Goal of the exercise –
Print the listing that follows, character for character.

(Recorded data)
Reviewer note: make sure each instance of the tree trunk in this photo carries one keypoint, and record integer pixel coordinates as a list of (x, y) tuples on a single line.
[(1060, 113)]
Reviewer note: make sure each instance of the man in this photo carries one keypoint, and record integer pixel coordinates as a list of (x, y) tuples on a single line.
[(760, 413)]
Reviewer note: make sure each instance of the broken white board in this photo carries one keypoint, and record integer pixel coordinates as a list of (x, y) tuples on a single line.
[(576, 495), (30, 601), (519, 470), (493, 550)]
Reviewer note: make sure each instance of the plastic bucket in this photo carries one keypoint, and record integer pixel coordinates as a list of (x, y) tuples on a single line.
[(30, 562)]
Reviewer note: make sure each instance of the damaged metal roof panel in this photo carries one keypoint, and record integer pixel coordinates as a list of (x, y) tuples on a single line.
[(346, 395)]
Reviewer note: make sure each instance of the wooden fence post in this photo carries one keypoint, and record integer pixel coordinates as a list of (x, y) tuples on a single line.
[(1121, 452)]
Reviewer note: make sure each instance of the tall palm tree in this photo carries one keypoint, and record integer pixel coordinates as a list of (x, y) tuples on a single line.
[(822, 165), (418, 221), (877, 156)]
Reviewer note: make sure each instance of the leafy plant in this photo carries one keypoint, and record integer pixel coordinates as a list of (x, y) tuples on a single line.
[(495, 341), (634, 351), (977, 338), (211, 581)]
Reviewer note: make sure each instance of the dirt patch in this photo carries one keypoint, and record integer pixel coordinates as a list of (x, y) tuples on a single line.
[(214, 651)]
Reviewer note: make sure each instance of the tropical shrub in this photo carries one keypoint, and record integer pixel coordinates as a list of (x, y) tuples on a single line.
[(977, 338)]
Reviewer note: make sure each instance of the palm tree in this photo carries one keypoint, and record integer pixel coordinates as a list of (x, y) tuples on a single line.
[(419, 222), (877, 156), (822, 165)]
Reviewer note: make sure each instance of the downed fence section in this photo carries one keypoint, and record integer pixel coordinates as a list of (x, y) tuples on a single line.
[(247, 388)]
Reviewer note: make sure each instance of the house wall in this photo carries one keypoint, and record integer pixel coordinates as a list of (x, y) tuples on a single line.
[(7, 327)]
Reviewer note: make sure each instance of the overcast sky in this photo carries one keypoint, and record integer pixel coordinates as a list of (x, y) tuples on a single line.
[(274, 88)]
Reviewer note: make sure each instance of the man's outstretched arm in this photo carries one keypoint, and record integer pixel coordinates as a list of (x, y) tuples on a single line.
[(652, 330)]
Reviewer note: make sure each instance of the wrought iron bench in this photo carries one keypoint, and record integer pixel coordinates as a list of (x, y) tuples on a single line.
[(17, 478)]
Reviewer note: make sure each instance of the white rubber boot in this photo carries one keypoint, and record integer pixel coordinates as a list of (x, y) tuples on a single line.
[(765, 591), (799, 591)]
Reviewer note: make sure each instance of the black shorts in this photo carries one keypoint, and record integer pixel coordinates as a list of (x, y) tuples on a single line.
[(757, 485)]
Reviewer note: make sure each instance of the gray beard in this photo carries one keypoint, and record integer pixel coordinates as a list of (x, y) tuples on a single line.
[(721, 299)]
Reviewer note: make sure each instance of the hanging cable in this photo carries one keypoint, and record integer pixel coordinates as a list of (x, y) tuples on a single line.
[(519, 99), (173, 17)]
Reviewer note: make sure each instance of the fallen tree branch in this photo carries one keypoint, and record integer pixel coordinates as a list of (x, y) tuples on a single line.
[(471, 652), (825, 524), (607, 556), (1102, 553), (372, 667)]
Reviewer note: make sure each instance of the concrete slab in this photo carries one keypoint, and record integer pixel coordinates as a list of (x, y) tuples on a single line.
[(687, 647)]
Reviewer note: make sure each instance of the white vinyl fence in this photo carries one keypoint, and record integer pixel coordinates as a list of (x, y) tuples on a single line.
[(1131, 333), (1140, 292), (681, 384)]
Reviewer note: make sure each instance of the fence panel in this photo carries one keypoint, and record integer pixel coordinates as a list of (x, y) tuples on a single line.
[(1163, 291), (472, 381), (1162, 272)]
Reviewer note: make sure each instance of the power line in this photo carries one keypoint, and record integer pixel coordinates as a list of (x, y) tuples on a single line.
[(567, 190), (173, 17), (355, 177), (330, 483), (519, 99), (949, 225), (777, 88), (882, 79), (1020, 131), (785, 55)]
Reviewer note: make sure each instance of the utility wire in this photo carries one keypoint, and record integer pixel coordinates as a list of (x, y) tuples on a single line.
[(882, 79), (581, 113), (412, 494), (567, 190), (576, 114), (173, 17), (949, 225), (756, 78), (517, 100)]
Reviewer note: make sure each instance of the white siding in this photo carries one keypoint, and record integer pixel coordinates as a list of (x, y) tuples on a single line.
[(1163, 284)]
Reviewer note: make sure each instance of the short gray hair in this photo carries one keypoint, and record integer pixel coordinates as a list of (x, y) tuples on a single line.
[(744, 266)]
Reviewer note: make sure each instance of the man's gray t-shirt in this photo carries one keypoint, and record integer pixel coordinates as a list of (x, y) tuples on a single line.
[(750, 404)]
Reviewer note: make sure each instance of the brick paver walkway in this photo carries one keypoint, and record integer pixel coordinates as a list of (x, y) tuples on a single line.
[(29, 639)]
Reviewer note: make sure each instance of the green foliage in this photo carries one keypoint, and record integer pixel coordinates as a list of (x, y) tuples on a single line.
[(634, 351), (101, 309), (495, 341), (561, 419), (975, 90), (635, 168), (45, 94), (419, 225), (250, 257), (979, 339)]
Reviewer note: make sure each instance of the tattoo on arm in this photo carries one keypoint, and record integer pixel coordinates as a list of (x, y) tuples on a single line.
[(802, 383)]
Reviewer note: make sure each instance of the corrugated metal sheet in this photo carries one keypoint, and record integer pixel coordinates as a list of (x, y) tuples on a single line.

Answer to this task –
Reviewer note: make sure each instance of the tree trunk in this photo carries one keypoint, and record integer pixel coordinates as a list of (x, y) tuples on a single line.
[(1060, 113)]
Reviewer note: make sure each instance of the man in this photo carries one keypoint, and record integer pixel coordinates as a list of (x, y) tuples on a single line.
[(760, 413)]
Reviewer note: make sure each instance of the broken white board in this photo carries one keypoint, and record integer pixel coordinates as a list of (x, y) tuples on a single line.
[(576, 495), (30, 601), (519, 470), (493, 550)]
Reviewer note: make sure each instance of the plastic bucket in this photo carries one keypoint, and record integer pixel coordinates as a list of (x, y) tuples on a single line.
[(30, 562)]
Reviewer note: make sure each instance of the damaged metal roof panel in this photo carries one keypoint, and record integer pixel coordinates as a list of (x, y) tuples on a single line.
[(346, 395)]
Reviewer note: make sure each instance of the wooden fence post in this photo carries one keypoint, and record integer pixel coordinates as a list of (x, y) tuples on a single line.
[(1121, 452)]
Reviewer note: make sure each instance of the tall palm tree in this photo carries one keypoint, and record integer pixel coordinates as a list of (x, y) tuples on a single line.
[(822, 165), (418, 221), (877, 156)]
Reviewer note: make sure each instance of the leafy plant in this photo carries one keypoint, and record integer pixel coordinates as a list of (x, y) tuples on a single line.
[(495, 341), (634, 351), (977, 338), (211, 581)]
Reviewer note: make sure each instance of the dirt patch in this photo carries one keypoint, and record integer pixel coordinates as a list of (x, y) tuples on a single line.
[(214, 651)]
Reviewer note: make sure each instance of the tropical shrub in this photo carries one keypoint, and record integer pixel coordinates as a list of (x, y) tuples on a single line.
[(977, 338)]
Reviewer note: make sure each instance of the palm tree in this photo carries one keypoint, and record integer pixel coordinates as a list of (x, y) tuples on a single line.
[(419, 222), (877, 156), (822, 165)]
Reviewer note: make sure each instance of the downed fence section in this photo carries one keypoint, and record integer pixel coordinates as a list of (x, y) tuples on a single line.
[(247, 388)]
Reviewer note: make sure each instance of the house wall in this photo carries one keypoint, and record integer pixel coordinates as a list of (x, y) tuples on a single line.
[(7, 327)]
Reviewer note: make sure each instance of the overcast sky in this photo carries one keypoint, and record integer pixel coordinates as a list of (x, y) tuples on a single line.
[(274, 88)]
Reviewer note: make sure each instance of the man's outstretched arm in this photo carries one keypoint, and record integer pixel coordinates as a list of (x, y) tuples on a single line.
[(652, 330)]
Reviewer note: make sure each instance of the wrought iron bench in this photo carries one keypoint, and record integer pixel coordinates as a list of (x, y) tuples on a single line.
[(17, 478)]
Reviewer note: make sure each instance of the white rubber boot in this photo carries one keypoint, and record integer pixel coordinates as a list of (x, y) tuples on a single line.
[(765, 591), (799, 591)]
Reviewer note: make sure each instance of the black shorts in this photo carries one keypoint, and record integer pixel coordinates as a list of (x, y) tuples on a single line.
[(757, 485)]
Reviewer note: make sure each instance of the gray beard in this photo carries one keypoint, and record integer pixel coordinates as a list of (x, y) tuples on a single line.
[(721, 299)]
Reviewer note: make sure each instance of the hanging cable in this photo carries one keypoint, and record integer pixel coordinates as a list of (x, y) tuples on a single line.
[(519, 99), (173, 17)]
Reviewer note: make sure each instance of the fallen tree branch in this photo carries one keypoint, and record integer pixel coordinates as a list of (x, y) tuples on a single line.
[(471, 652), (825, 524), (607, 556), (1102, 553), (372, 667)]
Reviewer note: make sure each instance of the concrete slab in this photo carries one keypoint, and record integer pixel coordinates as a list of (x, y) tuples on a single line.
[(687, 647)]
Reviewer note: make sure each instance of the white vinyl fence in this photo carries one keypoint, and record integer pixel coordinates as a list of (x, y) tuples on a single line.
[(1131, 333), (1140, 292), (681, 384)]
Reviewer note: make sure each instance of the fence panel in this photo carries one keypoint, and record integer pixel coordinates as a list of (x, y) tuples on a single line.
[(1163, 291), (472, 381), (1162, 272)]
Reviewer note: make sure each instance of the power line in this photo carries one keypoint, and record integer pixel coordinates as a list of (x, y) tuples on a single line.
[(567, 190), (173, 17), (355, 177), (330, 483), (519, 99), (949, 225), (777, 88), (882, 79), (1020, 131), (785, 55)]
Reviewer note: make sure each instance of the utility wire in this photo carries one keypoint, and record integer pixel coordinates as a list of (x, y) tuples on a single line.
[(882, 79), (581, 113), (412, 494), (567, 190), (576, 114), (173, 17), (949, 225), (756, 78), (517, 100)]
Reviewer note: make sure each instance of the white siding in this photo carries one keypoint, and record integer pixel coordinates as a list of (x, y) tuples on a single line.
[(1163, 284)]
Reviewer note: make sure each instance of the short gray hair in this photo carries one keypoint, and record integer pixel coordinates as a list of (x, y) tuples on a single line.
[(744, 266)]
Reviewer note: make sure each instance of the man's gray t-shirt in this photo carries one keypoint, and record integer pixel coordinates as a list of (x, y) tuples on a single line.
[(750, 404)]
Reviewer note: make sure each instance of the brick paver walkway in this photo carries one keypoint, and record integer pixel coordinates as a list of (x, y) tuples on a single line.
[(29, 639)]
Reviewer note: make sure each instance of the green foliage in this photo carries one keypoint, and record integer pixel coordinates as a list of (x, y) tuples on a single line.
[(634, 351), (101, 309), (495, 341), (561, 419), (975, 90), (635, 168), (45, 94), (419, 225), (250, 257), (979, 339)]
Reviewer note: make sure each instance of the tattoo on arm in this photo carries one keypoint, and record integer pixel coordinates as a list of (x, y) tuples on a single line.
[(802, 383)]
Reviewer note: make sure each instance of the corrugated metal sheet in this photo carries one keypoint, and record integer pixel coordinates as a list of (x, y) tuples on a single line.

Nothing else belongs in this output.